* _STATED GOAL_
Format the part of the items that runs from the line containing "point: the sofa backrest in this photo" through the last line of the items as a JSON list of strings. Use one string per line, and leave out any blank lines.

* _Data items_
────────
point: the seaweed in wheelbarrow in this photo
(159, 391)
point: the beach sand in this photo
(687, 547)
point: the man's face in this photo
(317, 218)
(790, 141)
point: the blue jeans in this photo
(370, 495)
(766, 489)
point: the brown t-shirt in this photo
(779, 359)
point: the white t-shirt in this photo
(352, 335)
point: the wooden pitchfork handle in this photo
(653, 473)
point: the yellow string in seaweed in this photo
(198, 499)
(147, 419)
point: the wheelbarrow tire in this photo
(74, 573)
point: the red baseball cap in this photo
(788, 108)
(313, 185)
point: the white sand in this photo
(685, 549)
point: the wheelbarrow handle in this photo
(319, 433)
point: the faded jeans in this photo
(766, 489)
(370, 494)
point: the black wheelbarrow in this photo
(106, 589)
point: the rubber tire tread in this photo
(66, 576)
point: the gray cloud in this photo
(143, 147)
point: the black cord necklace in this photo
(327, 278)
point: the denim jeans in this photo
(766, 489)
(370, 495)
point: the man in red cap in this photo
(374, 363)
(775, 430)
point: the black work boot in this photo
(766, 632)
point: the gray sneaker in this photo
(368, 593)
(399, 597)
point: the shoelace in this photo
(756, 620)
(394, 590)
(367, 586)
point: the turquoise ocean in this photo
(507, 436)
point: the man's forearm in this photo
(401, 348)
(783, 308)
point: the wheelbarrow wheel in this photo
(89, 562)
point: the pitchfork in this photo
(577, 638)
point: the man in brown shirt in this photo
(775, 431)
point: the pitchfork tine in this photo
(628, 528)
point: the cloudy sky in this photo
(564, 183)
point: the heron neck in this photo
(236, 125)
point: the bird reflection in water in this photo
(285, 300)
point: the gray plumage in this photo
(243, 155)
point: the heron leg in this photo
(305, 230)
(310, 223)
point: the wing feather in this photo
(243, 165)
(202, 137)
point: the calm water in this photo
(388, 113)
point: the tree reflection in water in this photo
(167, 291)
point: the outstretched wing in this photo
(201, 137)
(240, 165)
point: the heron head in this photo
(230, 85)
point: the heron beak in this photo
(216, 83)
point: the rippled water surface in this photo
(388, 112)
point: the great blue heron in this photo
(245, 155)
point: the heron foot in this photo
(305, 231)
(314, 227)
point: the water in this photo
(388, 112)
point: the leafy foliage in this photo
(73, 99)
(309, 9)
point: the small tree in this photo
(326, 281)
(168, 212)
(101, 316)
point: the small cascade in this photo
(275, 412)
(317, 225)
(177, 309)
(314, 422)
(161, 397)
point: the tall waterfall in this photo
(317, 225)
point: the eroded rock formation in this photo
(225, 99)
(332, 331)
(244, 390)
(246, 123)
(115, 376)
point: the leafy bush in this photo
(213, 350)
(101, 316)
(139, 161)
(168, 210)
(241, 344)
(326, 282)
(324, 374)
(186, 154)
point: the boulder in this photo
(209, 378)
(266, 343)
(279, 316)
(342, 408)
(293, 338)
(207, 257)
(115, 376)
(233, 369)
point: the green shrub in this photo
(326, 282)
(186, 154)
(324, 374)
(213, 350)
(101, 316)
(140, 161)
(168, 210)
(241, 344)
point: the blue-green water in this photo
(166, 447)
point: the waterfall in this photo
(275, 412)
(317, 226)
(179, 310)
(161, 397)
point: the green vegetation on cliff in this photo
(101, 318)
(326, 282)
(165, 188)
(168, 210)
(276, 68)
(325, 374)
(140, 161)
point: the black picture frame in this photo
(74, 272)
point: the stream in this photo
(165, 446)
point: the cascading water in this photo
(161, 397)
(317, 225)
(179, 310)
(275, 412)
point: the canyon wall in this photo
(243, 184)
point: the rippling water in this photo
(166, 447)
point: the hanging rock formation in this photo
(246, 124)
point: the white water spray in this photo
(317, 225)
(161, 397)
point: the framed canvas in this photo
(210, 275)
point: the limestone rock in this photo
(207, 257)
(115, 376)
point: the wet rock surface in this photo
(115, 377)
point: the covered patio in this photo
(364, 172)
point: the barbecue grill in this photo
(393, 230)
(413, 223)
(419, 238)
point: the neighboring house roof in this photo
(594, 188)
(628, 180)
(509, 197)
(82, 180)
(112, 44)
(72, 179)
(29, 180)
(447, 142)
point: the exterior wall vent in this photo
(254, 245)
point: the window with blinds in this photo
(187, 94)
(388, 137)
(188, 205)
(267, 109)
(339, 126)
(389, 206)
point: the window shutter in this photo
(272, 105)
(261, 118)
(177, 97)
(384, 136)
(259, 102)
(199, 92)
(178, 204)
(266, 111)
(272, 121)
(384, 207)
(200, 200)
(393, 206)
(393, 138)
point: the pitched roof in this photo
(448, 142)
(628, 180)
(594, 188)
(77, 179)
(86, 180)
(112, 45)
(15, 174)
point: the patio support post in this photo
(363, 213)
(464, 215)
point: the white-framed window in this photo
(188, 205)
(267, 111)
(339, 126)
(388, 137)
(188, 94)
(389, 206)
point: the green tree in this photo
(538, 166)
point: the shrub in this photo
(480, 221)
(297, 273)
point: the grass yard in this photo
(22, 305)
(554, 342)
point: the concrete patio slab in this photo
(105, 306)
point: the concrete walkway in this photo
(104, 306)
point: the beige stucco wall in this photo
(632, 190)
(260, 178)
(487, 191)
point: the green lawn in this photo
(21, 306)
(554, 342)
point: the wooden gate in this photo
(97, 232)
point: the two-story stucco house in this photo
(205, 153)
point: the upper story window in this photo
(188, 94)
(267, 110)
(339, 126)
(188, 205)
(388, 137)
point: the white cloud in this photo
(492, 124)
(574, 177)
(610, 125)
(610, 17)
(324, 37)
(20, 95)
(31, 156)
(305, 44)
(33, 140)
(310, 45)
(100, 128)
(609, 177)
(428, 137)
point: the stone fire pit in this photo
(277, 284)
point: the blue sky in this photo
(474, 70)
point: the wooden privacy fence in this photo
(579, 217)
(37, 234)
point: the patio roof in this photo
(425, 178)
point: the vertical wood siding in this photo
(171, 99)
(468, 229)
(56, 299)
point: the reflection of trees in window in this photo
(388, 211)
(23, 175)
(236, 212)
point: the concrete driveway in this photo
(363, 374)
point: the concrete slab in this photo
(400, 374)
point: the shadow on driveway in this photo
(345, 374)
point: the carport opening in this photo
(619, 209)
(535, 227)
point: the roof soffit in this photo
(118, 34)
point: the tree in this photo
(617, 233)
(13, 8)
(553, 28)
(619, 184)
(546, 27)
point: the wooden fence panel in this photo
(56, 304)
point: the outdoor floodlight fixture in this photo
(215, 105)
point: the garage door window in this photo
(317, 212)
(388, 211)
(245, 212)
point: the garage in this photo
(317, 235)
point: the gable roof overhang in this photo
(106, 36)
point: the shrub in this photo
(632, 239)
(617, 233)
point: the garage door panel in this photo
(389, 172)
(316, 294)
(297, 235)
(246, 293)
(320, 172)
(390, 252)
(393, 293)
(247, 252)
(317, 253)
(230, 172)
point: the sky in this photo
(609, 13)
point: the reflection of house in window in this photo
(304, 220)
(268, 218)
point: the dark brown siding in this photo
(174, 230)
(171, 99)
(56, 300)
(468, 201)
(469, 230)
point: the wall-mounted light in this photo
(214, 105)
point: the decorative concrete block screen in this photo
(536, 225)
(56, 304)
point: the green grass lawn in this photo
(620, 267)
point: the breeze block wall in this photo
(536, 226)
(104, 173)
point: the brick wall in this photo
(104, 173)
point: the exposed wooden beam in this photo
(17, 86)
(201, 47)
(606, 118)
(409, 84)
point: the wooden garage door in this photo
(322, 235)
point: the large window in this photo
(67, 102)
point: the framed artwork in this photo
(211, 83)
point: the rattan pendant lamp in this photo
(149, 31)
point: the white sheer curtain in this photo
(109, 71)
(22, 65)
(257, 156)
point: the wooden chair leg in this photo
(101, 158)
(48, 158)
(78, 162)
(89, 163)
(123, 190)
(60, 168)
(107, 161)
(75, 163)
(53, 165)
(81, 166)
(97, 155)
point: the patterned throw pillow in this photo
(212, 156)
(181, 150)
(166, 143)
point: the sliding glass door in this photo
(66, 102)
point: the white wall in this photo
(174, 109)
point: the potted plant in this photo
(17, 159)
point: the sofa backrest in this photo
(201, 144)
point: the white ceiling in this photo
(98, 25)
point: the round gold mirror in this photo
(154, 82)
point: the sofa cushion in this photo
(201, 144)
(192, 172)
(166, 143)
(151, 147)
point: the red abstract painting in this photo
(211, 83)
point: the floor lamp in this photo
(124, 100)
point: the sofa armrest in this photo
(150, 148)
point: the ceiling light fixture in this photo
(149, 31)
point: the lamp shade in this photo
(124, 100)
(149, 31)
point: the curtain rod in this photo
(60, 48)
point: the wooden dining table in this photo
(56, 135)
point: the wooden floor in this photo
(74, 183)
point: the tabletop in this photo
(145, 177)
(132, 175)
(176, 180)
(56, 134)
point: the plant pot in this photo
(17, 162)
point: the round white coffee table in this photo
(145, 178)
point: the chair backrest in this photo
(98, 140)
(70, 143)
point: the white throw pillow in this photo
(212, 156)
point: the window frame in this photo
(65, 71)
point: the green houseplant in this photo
────────
* _WORKED ANSWER_
[
  "point: the sofa backrest in this photo",
  "(201, 144)",
  "point: the white ceiling in this photo",
  "(98, 25)",
  "point: the round gold mirror in this photo",
  "(154, 82)",
  "point: the sofa cushion in this photo",
  "(201, 144)",
  "(192, 172)",
  "(166, 143)",
  "(151, 147)",
  "point: the red abstract painting in this photo",
  "(211, 83)",
  "point: the floor lamp in this photo",
  "(124, 100)",
  "point: the sofa armrest in this photo",
  "(150, 148)",
  "point: the ceiling light fixture in this photo",
  "(149, 31)",
  "point: the lamp shade in this photo",
  "(124, 100)",
  "(149, 31)",
  "point: the curtain rod in this photo",
  "(60, 48)",
  "point: the wooden dining table in this photo",
  "(56, 135)",
  "point: the wooden floor in this photo",
  "(74, 183)",
  "point: the tabletop in this photo",
  "(145, 177)",
  "(132, 175)",
  "(176, 180)",
  "(56, 134)",
  "point: the plant pot in this photo",
  "(17, 162)",
  "point: the round white coffee table in this photo",
  "(145, 178)",
  "point: the chair backrest in this photo",
  "(98, 140)",
  "(70, 143)",
  "point: the white throw pillow in this photo",
  "(212, 156)",
  "point: the window frame in this photo",
  "(65, 71)",
  "point: the green houseplant in this photo"
]